▶ _PASSAGE FOR REVIEW_:
--*--

February is Adopt A Rescued Rabbit Month! If you’ve been considering getting a bunny, this is a great time to do it. One aspect of bunny care that is very important is making sure your pet has a comfortable, safe, cage. After all, Floppy will spend a lot of time in her little house. A Bloomfield Township veterinarian discusses setting up a bunny cage in this article.

Choose The Right Cage

First and foremost, you’ll need to pick a good cage. Floppy should have plenty of room to play, hop, stretch out, and jump around without touching the cage walls or roof. Choose a cage with a solid bottom. Wire floors won’t hold substrate, and they can also cause injuries.


Choosing the right spot is also very important. Ideally, your little buddy should be somewhere she can see and hear you without feeling too exposed. Don’t put Floppy’s cage in direct sunlight, or too close to a vent, heater, or fireplace. You’ll also want to avoid loud spots, like in front of a speaker. A quiet spot in a family room or living room is often ideal. If you have dogs or cats, don’t put the cage on the floor. Otherwise, they may stare into it and scare your rabbit.

--*--

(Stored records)
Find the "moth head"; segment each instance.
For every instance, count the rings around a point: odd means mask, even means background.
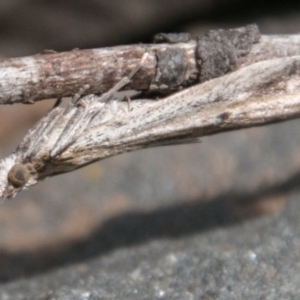
[[[30,171],[24,164],[15,164],[8,172],[8,182],[15,188],[23,187],[30,178]]]
[[[15,155],[0,161],[0,200],[13,198],[19,191],[33,183],[27,165],[19,163]]]

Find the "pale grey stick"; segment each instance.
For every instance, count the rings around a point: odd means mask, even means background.
[[[0,162],[2,200],[47,176],[123,152],[297,118],[300,56],[258,62],[163,100],[132,101],[131,111],[125,102],[101,98],[84,97],[66,114],[56,107],[29,131]],[[61,138],[74,116],[79,134]],[[44,128],[50,129],[45,133]]]
[[[300,35],[260,37],[254,25],[209,31],[199,40],[161,40],[2,59],[0,104],[72,97],[85,85],[85,94],[104,93],[129,74],[145,51],[148,58],[128,88],[164,95],[254,62],[300,55]]]

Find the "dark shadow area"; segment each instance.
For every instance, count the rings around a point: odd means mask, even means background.
[[[115,249],[147,243],[161,238],[176,239],[194,233],[226,227],[255,217],[240,217],[240,207],[264,198],[288,196],[299,190],[300,171],[285,181],[243,193],[230,191],[214,198],[195,199],[185,204],[152,212],[128,212],[108,220],[84,240],[62,247],[33,252],[0,252],[0,281],[7,282],[43,273],[64,265],[83,262]],[[257,215],[256,215],[257,217]]]
[[[300,2],[288,0],[285,2],[279,0],[264,0],[264,1],[233,1],[219,2],[213,6],[213,9],[204,12],[201,9],[191,10],[187,14],[181,14],[178,18],[174,18],[171,22],[160,26],[159,32],[181,32],[187,24],[220,24],[220,23],[240,23],[240,26],[253,23],[253,20],[258,20],[265,16],[281,16],[286,14],[295,14],[300,11]],[[259,24],[258,24],[259,25]],[[237,25],[238,26],[238,25]],[[222,27],[223,28],[223,27]],[[232,28],[232,25],[229,26]],[[153,36],[158,33],[151,31],[143,33],[143,36],[135,36],[127,41],[129,44],[135,43],[152,43]],[[117,45],[117,44],[116,44]],[[115,44],[112,46],[116,46]],[[96,47],[97,45],[89,45],[88,47]]]

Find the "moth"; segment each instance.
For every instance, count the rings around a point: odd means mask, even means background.
[[[60,100],[57,101],[55,107],[28,132],[16,151],[0,161],[0,199],[13,198],[48,176],[70,172],[99,159],[176,143],[176,138],[152,140],[150,132],[138,138],[138,131],[143,127],[140,126],[141,119],[150,125],[157,118],[156,114],[149,115],[147,110],[155,100],[120,101],[114,98],[115,93],[139,71],[146,58],[147,53],[127,77],[100,97],[81,97],[83,90],[88,89],[86,86],[66,108],[60,107]],[[136,115],[141,108],[146,110]],[[114,121],[111,123],[111,120]],[[134,141],[135,138],[139,141]]]
[[[296,118],[299,56],[262,61],[164,99],[115,101],[141,66],[98,97],[54,107],[0,161],[0,199],[48,176],[137,149],[199,142],[218,132]],[[284,96],[283,96],[284,95]]]

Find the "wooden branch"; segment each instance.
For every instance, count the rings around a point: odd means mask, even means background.
[[[0,199],[12,198],[48,176],[70,172],[124,152],[189,143],[205,135],[298,118],[300,54],[294,56],[294,52],[298,51],[299,37],[263,37],[253,44],[256,38],[251,38],[246,30],[248,46],[245,48],[245,31],[224,32],[224,35],[222,30],[211,32],[201,41],[188,42],[188,45],[197,44],[197,58],[202,59],[200,63],[195,61],[198,79],[213,78],[222,72],[228,73],[233,66],[240,66],[227,75],[188,87],[162,100],[113,100],[115,90],[129,81],[136,84],[141,80],[139,75],[148,70],[144,64],[149,66],[154,56],[151,50],[143,50],[139,59],[135,57],[137,65],[128,69],[129,77],[124,77],[112,90],[101,96],[75,97],[66,108],[52,109],[29,131],[16,151],[0,161]],[[228,36],[230,42],[226,40]],[[289,48],[285,48],[284,43],[279,46],[279,41],[284,40],[290,41]],[[272,47],[267,46],[271,41]],[[187,43],[174,45],[182,47]],[[156,53],[156,56],[159,55]],[[280,58],[274,59],[277,56]],[[174,67],[174,60],[167,60],[169,56],[161,57],[163,63],[158,61],[157,69],[168,69],[168,61]],[[225,61],[220,60],[224,57]],[[163,72],[159,75],[155,75],[157,82],[167,82]],[[174,86],[171,82],[175,81],[169,81],[166,90],[170,91]],[[180,84],[182,82],[184,80]]]
[[[254,62],[300,55],[300,35],[260,37],[255,25],[212,30],[199,40],[179,34],[160,35],[157,41],[164,43],[2,59],[0,104],[73,96],[84,86],[89,87],[85,94],[102,94],[145,52],[143,68],[127,88],[164,95]]]
[[[0,198],[123,152],[297,118],[300,56],[255,63],[163,100],[132,101],[130,111],[103,97],[50,111],[0,161]]]

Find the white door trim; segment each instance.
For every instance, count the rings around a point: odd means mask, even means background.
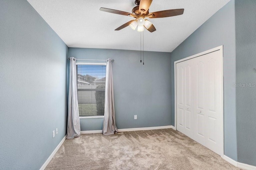
[[[185,58],[184,59],[182,59],[177,61],[174,62],[174,128],[176,130],[177,130],[177,127],[176,125],[176,64],[178,63],[180,63],[182,61],[184,61],[186,60],[189,60],[190,59],[193,59],[194,58],[197,57],[198,57],[200,56],[201,55],[205,55],[206,54],[212,53],[213,52],[220,50],[220,55],[222,56],[221,57],[221,77],[222,78],[221,79],[221,84],[222,85],[221,86],[221,111],[222,113],[222,115],[223,116],[222,119],[221,120],[221,124],[222,125],[222,131],[221,132],[222,135],[222,144],[221,146],[222,147],[222,152],[220,154],[220,156],[223,158],[224,155],[224,95],[223,92],[223,45],[221,45],[219,47],[217,47],[216,48],[214,48],[213,49],[210,49],[209,50],[206,51],[204,51],[202,53],[199,53],[192,55],[190,57],[188,57]]]

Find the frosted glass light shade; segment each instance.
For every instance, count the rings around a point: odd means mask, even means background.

--*--

▶ _EXERCISES TO COMPLETE_:
1. What kind of cage bottom does the rabbit cage article recommend?
2. Echo the rabbit cage article word for word, starting at "Choose The Right" and ending at "also cause injuries.".
3. Carry on the rabbit cage article from the point where it stops.

▶ _EXERCISE RESPONSES_:
1. A solid bottom.

2.
Choose The Right Cage

First and foremost, you’ll need to pick a good cage. Floppy should have plenty of room to play, hop, stretch out, and jump around without touching the cage walls or roof. Choose a cage with a solid bottom. Wire floors won’t hold substrate, and they can also cause injuries.

3.
Bunnyproofing is a definite must. Things like toxic plants, chemicals, medicine, shoes, purses, books, and small or sharp objects should be stored out of paws’ reach. You’ll want to cover things like baseboards and furniture legs, and block off any small openings Floppy could squeeze into. Ask your vet for more information. (Note: this is also something to keep in mind when deciding where to put the cage. You may find it easier to bunnyproof a single room, and keep your pet in there.)


Once you have the cage picked out, you’ll need to add some accessories. Floppy will need food dishes, a water bottle, and a comfy hidey-hole. You’ll also need to give her lots of toys, including plenty of suitable chew toys. You may want to include a litterbox and hayrack as well.


Choose a substrate that is safe for rabbits. Many paper products are fine. Avoid pine or cedar substrates: they actually aren’t safe for small animals. Ask your vet for specific advice.